| TASK INSTRUCTIONS |
Copy out all the data, word for word.

| EXERCISE INPUT |
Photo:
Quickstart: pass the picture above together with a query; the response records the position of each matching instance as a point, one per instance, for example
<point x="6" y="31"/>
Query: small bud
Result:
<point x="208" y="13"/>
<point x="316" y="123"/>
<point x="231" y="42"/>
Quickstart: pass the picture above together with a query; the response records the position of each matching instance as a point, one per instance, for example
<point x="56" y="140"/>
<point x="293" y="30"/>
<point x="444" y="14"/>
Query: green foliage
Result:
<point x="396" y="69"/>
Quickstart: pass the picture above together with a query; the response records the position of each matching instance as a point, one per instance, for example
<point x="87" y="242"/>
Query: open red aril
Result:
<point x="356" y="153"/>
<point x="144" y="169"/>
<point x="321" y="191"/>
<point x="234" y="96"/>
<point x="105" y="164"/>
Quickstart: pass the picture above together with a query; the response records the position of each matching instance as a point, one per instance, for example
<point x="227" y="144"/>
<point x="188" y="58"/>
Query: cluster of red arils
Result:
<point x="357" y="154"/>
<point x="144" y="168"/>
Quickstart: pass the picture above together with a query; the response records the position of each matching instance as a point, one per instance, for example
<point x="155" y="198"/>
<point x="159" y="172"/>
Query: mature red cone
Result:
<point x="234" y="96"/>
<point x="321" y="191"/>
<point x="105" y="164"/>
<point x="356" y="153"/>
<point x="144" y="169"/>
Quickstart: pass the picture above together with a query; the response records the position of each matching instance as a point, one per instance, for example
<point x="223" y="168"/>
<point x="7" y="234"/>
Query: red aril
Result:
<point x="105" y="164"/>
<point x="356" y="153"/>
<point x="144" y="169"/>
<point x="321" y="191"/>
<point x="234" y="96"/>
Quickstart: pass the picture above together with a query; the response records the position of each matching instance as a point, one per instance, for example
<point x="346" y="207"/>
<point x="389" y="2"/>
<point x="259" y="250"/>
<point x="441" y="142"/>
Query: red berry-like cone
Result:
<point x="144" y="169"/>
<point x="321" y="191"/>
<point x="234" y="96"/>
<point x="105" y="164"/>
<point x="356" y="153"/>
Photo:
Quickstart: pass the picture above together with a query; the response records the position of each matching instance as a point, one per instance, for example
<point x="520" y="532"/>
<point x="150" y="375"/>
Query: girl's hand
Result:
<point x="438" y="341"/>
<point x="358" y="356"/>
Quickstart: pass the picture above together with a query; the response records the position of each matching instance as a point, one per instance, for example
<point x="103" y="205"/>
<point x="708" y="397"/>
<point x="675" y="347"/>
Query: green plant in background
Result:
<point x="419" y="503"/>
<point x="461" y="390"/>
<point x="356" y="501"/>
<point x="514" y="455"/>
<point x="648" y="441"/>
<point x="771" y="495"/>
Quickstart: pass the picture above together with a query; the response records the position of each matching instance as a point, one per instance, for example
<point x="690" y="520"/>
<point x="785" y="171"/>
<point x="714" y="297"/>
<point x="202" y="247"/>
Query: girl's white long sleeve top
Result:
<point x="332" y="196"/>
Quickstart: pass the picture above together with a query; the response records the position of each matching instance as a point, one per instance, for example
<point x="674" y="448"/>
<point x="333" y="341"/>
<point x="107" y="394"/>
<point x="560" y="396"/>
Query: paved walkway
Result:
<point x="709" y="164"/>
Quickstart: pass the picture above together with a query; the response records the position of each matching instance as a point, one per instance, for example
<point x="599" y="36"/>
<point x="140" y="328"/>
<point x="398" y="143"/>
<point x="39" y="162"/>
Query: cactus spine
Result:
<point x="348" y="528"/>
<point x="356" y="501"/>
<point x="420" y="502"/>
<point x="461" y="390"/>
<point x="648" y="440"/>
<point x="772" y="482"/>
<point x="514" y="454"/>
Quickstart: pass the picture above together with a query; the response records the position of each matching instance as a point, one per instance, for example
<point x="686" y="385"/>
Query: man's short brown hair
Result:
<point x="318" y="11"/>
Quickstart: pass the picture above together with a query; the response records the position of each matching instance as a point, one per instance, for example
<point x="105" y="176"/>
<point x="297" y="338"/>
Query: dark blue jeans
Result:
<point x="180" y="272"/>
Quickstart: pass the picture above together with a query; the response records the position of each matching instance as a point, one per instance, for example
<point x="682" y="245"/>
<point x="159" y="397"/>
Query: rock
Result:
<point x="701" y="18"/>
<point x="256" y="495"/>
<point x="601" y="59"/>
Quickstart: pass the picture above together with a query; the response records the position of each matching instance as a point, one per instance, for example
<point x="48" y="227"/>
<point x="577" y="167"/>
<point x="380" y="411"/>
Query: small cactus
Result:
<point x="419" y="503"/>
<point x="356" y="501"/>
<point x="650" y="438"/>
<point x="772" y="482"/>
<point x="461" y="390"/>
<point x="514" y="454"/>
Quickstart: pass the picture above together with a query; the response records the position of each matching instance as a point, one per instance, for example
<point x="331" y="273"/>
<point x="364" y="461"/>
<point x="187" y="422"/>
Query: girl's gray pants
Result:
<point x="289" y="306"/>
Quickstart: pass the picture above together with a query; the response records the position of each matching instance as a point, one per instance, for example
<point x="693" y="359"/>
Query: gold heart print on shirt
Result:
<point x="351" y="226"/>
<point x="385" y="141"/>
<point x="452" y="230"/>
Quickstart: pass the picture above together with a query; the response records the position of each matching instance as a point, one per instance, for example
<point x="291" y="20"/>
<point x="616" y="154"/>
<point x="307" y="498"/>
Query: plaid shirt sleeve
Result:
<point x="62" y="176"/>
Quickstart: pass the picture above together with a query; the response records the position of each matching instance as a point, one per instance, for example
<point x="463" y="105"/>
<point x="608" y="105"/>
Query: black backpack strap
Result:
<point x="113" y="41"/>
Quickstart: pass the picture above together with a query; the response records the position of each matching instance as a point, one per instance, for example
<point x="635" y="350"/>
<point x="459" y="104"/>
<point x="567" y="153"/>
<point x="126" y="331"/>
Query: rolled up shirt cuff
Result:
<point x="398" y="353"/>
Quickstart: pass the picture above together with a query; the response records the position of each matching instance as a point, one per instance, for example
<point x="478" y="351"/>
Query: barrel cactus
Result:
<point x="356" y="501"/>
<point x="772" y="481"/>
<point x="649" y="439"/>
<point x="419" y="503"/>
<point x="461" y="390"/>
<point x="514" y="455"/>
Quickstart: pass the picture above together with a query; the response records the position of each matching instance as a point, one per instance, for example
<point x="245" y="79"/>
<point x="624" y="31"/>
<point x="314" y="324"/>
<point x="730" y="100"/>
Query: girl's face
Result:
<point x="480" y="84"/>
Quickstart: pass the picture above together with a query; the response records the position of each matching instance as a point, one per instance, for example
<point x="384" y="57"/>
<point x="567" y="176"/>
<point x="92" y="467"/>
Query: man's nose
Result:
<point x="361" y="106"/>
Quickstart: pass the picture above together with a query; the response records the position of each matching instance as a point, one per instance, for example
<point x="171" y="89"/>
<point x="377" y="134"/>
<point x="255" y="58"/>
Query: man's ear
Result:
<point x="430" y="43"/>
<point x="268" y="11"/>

| FINAL ANSWER |
Photo:
Quickstart: pass the picture above together with a query; the response records the position of each matching instance as a point, one per instance, for example
<point x="6" y="31"/>
Query: small bud
Result:
<point x="208" y="13"/>
<point x="316" y="123"/>
<point x="231" y="42"/>
Quickstart: pass the picture above together with a query; the response records the position of each matching instance as a point, one per instance, for example
<point x="56" y="140"/>
<point x="293" y="30"/>
<point x="444" y="14"/>
Query: green foliage
Result:
<point x="396" y="69"/>
Quickstart: pass the picture above together with a query; the response records the position of each matching instance as a point, one per instance, for example
<point x="87" y="242"/>
Query: open red aril
Result:
<point x="356" y="153"/>
<point x="144" y="169"/>
<point x="321" y="191"/>
<point x="234" y="96"/>
<point x="105" y="164"/>
Quickstart: pass the picture above together with a query; the response records the position of each matching instance as a point, one per instance, for example
<point x="227" y="144"/>
<point x="188" y="58"/>
Query: cluster of red arils
Result:
<point x="357" y="154"/>
<point x="144" y="168"/>
Quickstart: pass the picture above together with a query; the response records the position of each matching instance as a point, one per instance, for example
<point x="155" y="198"/>
<point x="159" y="172"/>
Query: mature red cone
Result:
<point x="234" y="96"/>
<point x="321" y="191"/>
<point x="105" y="164"/>
<point x="356" y="153"/>
<point x="144" y="169"/>
Quickstart: pass the picture above together with a query; the response records the position of each matching instance as a point, one per instance, for example
<point x="223" y="168"/>
<point x="7" y="234"/>
Query: red aril
Result:
<point x="105" y="164"/>
<point x="356" y="153"/>
<point x="144" y="169"/>
<point x="321" y="191"/>
<point x="234" y="96"/>
Quickstart: pass the picture above together with a query; the response records the position of each matching instance as a point, one per instance, for example
<point x="346" y="207"/>
<point x="389" y="2"/>
<point x="259" y="250"/>
<point x="441" y="142"/>
Query: red berry-like cone
Result:
<point x="144" y="169"/>
<point x="321" y="191"/>
<point x="234" y="96"/>
<point x="105" y="164"/>
<point x="356" y="153"/>
Photo:
Quickstart: pass the picture above together with a query; the response records the position of each matching instance as a point, one per instance, for example
<point x="520" y="532"/>
<point x="150" y="375"/>
Query: girl's hand
Result:
<point x="438" y="341"/>
<point x="358" y="356"/>
Quickstart: pass the picture above together with a query; the response records the position of each matching instance as a point, one per instance, for example
<point x="103" y="205"/>
<point x="708" y="397"/>
<point x="675" y="347"/>
Query: green plant in background
Result:
<point x="419" y="503"/>
<point x="461" y="390"/>
<point x="356" y="501"/>
<point x="514" y="455"/>
<point x="648" y="441"/>
<point x="771" y="495"/>
Quickstart: pass the picture above together with a query; the response records the position of each matching instance as a point, one per instance, for example
<point x="690" y="520"/>
<point x="785" y="171"/>
<point x="714" y="297"/>
<point x="202" y="247"/>
Query: girl's white long sleeve top
Result:
<point x="332" y="196"/>
Quickstart: pass the picture above together with a query; the response records the position of each matching instance as a point, one per instance, for example
<point x="674" y="448"/>
<point x="333" y="341"/>
<point x="107" y="394"/>
<point x="560" y="396"/>
Query: paved walkway
Result:
<point x="709" y="164"/>
Quickstart: pass the picture above together with a query; the response records the position of each matching instance as a point, one per instance, for example
<point x="599" y="36"/>
<point x="140" y="328"/>
<point x="398" y="143"/>
<point x="39" y="162"/>
Query: cactus spine
Result:
<point x="348" y="528"/>
<point x="356" y="501"/>
<point x="420" y="502"/>
<point x="461" y="390"/>
<point x="648" y="440"/>
<point x="772" y="482"/>
<point x="514" y="454"/>
Quickstart: pass the picture above together with a query; the response records the position of each matching instance as a point, one per instance, for example
<point x="686" y="385"/>
Query: man's short brown hair
Result:
<point x="318" y="11"/>
Quickstart: pass the picture above together with a query; the response records the position of each matching instance as a point, one per instance, for example
<point x="105" y="176"/>
<point x="297" y="338"/>
Query: dark blue jeans
Result:
<point x="180" y="272"/>
Quickstart: pass the picture above together with a query; the response records the position of each matching instance as a point, one per instance, for example
<point x="682" y="245"/>
<point x="159" y="397"/>
Query: rock
Result:
<point x="701" y="18"/>
<point x="256" y="495"/>
<point x="601" y="59"/>
Quickstart: pass the picture above together with a query; the response records the position of each matching instance as a point, one per instance, for example
<point x="48" y="227"/>
<point x="577" y="167"/>
<point x="380" y="411"/>
Query: small cactus
Result:
<point x="419" y="503"/>
<point x="356" y="501"/>
<point x="650" y="438"/>
<point x="772" y="482"/>
<point x="461" y="390"/>
<point x="514" y="454"/>
Quickstart: pass the picture above together with a query; the response records the position of each matching instance as a point, one per instance, for example
<point x="331" y="273"/>
<point x="364" y="461"/>
<point x="187" y="422"/>
Query: girl's gray pants
Result:
<point x="289" y="306"/>
Quickstart: pass the picture above together with a query; the response records the position of each matching instance as a point, one per instance, for example
<point x="693" y="359"/>
Query: gold heart print on shirt
Result:
<point x="351" y="226"/>
<point x="385" y="141"/>
<point x="452" y="230"/>
Quickstart: pass the picture above together with a query; the response records the position of each matching instance as a point, one per instance, for example
<point x="291" y="20"/>
<point x="616" y="154"/>
<point x="307" y="498"/>
Query: plaid shirt sleeve
Result:
<point x="62" y="176"/>
Quickstart: pass the picture above together with a query; the response records the position of each matching instance as a point, one per instance, for example
<point x="463" y="105"/>
<point x="608" y="105"/>
Query: black backpack strap
Result:
<point x="113" y="41"/>
Quickstart: pass the picture above together with a query; the response records the position of each matching instance as a point, one per instance, for example
<point x="635" y="350"/>
<point x="459" y="104"/>
<point x="567" y="153"/>
<point x="126" y="331"/>
Query: rolled up shirt cuff
Result:
<point x="398" y="353"/>
Quickstart: pass the picture above together with a query; the response records the position of each matching instance as a point, one per instance, for example
<point x="478" y="351"/>
Query: barrel cactus
Result:
<point x="356" y="501"/>
<point x="772" y="481"/>
<point x="649" y="439"/>
<point x="419" y="503"/>
<point x="461" y="390"/>
<point x="514" y="455"/>
Quickstart: pass the picture above together with a query; the response records the position of each matching instance as a point, one per instance, for example
<point x="245" y="79"/>
<point x="624" y="31"/>
<point x="314" y="324"/>
<point x="730" y="100"/>
Query: girl's face
Result:
<point x="480" y="84"/>
Quickstart: pass the picture above together with a query; the response records the position of each matching instance as a point, one per instance, for example
<point x="384" y="57"/>
<point x="567" y="176"/>
<point x="92" y="467"/>
Query: man's nose
Result:
<point x="361" y="106"/>
Quickstart: pass the picture above together with a query; the response records the position of each matching instance as a point, one per instance, for example
<point x="171" y="89"/>
<point x="377" y="134"/>
<point x="255" y="58"/>
Query: man's ear
Result:
<point x="430" y="43"/>
<point x="268" y="11"/>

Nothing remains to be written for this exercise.